■ DATA EXTRACT:
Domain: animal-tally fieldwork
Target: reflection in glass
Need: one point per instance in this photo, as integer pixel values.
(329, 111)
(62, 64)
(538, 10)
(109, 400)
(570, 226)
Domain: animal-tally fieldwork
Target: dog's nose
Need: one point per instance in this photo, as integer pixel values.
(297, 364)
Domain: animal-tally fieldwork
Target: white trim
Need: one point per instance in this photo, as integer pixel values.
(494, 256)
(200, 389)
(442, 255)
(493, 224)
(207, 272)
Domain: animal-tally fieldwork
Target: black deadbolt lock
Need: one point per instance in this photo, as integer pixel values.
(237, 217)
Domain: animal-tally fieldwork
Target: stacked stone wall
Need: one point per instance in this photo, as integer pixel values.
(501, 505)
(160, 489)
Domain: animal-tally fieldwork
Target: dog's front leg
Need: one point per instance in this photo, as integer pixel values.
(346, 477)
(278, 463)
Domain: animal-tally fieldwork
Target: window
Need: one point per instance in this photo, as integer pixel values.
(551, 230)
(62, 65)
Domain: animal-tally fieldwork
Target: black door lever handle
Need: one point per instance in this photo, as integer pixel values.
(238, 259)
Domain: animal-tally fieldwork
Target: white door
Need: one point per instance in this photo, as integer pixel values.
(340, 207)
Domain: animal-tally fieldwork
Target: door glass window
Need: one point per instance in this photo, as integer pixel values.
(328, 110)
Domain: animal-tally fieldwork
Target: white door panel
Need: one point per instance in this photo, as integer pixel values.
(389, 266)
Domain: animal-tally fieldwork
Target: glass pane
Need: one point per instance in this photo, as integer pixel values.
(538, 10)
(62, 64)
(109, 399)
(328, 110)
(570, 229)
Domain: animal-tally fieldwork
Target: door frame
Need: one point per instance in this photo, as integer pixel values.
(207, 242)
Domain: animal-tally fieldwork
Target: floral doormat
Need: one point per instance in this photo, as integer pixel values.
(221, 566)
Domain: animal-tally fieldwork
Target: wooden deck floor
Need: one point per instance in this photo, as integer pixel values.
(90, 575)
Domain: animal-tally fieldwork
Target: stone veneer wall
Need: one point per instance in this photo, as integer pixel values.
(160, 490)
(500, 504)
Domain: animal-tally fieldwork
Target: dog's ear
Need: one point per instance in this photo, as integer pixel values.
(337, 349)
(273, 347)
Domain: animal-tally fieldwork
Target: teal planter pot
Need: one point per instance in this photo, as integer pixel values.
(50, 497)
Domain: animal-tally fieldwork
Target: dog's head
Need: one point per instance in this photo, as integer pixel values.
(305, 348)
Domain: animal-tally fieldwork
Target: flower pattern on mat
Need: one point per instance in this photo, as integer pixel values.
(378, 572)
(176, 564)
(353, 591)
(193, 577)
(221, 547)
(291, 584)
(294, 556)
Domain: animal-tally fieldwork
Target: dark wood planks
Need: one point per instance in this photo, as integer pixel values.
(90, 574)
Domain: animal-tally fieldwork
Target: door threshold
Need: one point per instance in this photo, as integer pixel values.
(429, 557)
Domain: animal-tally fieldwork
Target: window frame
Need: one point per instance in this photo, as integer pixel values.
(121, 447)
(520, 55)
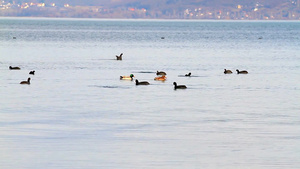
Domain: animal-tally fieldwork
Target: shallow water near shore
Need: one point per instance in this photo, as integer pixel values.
(77, 113)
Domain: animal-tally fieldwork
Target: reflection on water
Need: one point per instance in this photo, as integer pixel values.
(77, 113)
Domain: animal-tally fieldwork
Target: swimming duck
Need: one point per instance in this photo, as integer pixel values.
(178, 86)
(161, 78)
(32, 72)
(119, 57)
(141, 83)
(127, 77)
(14, 68)
(26, 82)
(241, 72)
(227, 71)
(161, 73)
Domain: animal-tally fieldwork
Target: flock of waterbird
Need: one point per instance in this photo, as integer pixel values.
(161, 76)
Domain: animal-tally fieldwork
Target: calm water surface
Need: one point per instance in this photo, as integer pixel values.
(77, 114)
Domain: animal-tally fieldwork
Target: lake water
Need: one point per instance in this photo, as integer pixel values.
(78, 114)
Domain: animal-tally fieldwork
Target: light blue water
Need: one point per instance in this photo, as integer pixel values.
(77, 114)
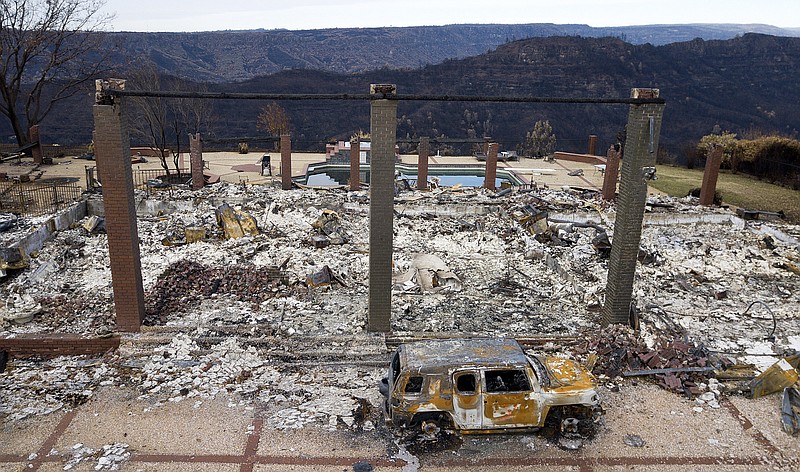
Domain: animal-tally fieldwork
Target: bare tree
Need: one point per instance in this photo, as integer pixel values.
(540, 141)
(190, 115)
(46, 54)
(164, 123)
(149, 120)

■ DIRECTIONS FOR THIS TASK:
Show the lines where the word "reflection" appears in the entries.

■ RESULT BELOW:
Target: reflection in glass
Target: reflection on water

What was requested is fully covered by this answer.